Registros sin procesar:
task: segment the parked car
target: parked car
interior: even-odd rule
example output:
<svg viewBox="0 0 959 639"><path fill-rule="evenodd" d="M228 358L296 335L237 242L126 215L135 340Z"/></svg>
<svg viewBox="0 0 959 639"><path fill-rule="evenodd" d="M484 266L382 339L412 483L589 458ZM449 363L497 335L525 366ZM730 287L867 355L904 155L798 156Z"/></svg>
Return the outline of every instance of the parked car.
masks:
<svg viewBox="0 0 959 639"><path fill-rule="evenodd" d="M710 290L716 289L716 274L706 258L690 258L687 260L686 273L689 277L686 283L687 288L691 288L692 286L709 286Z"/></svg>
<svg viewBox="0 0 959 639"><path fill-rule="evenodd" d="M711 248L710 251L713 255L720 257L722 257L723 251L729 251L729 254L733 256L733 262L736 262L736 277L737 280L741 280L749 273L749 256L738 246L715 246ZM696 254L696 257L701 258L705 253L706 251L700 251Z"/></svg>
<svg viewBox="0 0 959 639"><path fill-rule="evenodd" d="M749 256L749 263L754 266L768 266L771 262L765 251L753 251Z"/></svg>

Problema breve: Sustituye "parked car" por "parked vehicle" en todos los ítems y reprodúcelos sin ningún otro cambio.

Solución del problema:
task: segment the parked vehicle
target: parked vehicle
interior: even-odd rule
example output:
<svg viewBox="0 0 959 639"><path fill-rule="evenodd" d="M228 358L296 335L237 242L126 215L135 340Z"/></svg>
<svg viewBox="0 0 959 639"><path fill-rule="evenodd" d="M484 266L382 339L412 483L589 458ZM449 363L497 335L525 366ZM730 287L867 355L904 155L798 156Z"/></svg>
Return the outline of every instance of the parked vehicle.
masks:
<svg viewBox="0 0 959 639"><path fill-rule="evenodd" d="M710 290L716 289L716 274L706 258L690 258L687 260L686 273L689 277L686 283L687 288L691 288L692 286L709 286Z"/></svg>
<svg viewBox="0 0 959 639"><path fill-rule="evenodd" d="M711 248L710 251L713 255L720 257L722 257L723 251L729 251L729 254L733 256L733 262L736 262L736 277L737 280L741 280L749 273L749 256L738 246L715 246ZM696 254L696 257L701 258L705 253L706 251L700 251Z"/></svg>
<svg viewBox="0 0 959 639"><path fill-rule="evenodd" d="M749 256L749 263L754 266L768 266L771 262L765 251L753 251Z"/></svg>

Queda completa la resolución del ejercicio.